__Provided passage__:
--- --- ---

Someone once said, “It is the thing we least expect that hits us the hardest.” For the offshore oil and gas industry, which has become somewhat accustomed to being hit hard by unforeseen circumstances during its 70-plus-year history, the events of March are unprecedented. Within the space of 3 weeks, coronavirus became a worldwide pandemic; demand—and with it, prices—for oil plummeted; and Saudi Arabia and Russia decided to flood the world market with oil instead of agreeing on an amount by which to curtail production.

For the offshore sector, the latest oil-price rout came just as the market was beginning to look up after some operators had cut costs by more than 50% since 2016, and industry executives and analysts were forecasting annualized revenue growth of 9% from 2019 to 2023.

“We’re only thinking about survival now,” said the chief financial officer of one Scandinavian offshore major after the price of Brent crude dropped 23% in a single session, to $35.01/bbl. (At the time of writing, Brent was $32.62.)

--- --- ---

[Dataset items]

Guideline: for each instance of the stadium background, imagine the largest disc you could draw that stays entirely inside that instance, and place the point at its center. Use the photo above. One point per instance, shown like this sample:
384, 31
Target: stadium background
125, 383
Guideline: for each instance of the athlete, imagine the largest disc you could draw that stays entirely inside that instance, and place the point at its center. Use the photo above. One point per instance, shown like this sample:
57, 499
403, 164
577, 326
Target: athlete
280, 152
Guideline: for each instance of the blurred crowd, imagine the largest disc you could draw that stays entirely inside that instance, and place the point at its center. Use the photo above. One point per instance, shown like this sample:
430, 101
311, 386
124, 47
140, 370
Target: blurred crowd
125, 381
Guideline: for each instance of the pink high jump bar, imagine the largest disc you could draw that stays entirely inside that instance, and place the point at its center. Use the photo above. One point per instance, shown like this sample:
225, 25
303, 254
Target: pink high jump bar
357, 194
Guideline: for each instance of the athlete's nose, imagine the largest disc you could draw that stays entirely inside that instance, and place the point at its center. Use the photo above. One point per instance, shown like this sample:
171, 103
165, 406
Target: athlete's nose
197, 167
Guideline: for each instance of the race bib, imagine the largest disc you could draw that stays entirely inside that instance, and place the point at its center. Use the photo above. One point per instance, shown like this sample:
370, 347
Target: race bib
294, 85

--- --- ---

__Task list__:
[A] In the passage on the offshore oil and gas industry, how much did the price of Brent crude drop in a single session?
[B] From the passage on the offshore oil and gas industry, copy out the text from "For the offshore sector, the" to "2019 to 2023.".

__Answers below__:
[A] It dropped 23%, to $35.01/bbl.

[B]
For the offshore sector, the latest oil-price rout came just as the market was beginning to look up after some operators had cut costs by more than 50% since 2016, and industry executives and analysts were forecasting annualized revenue growth of 9% from 2019 to 2023.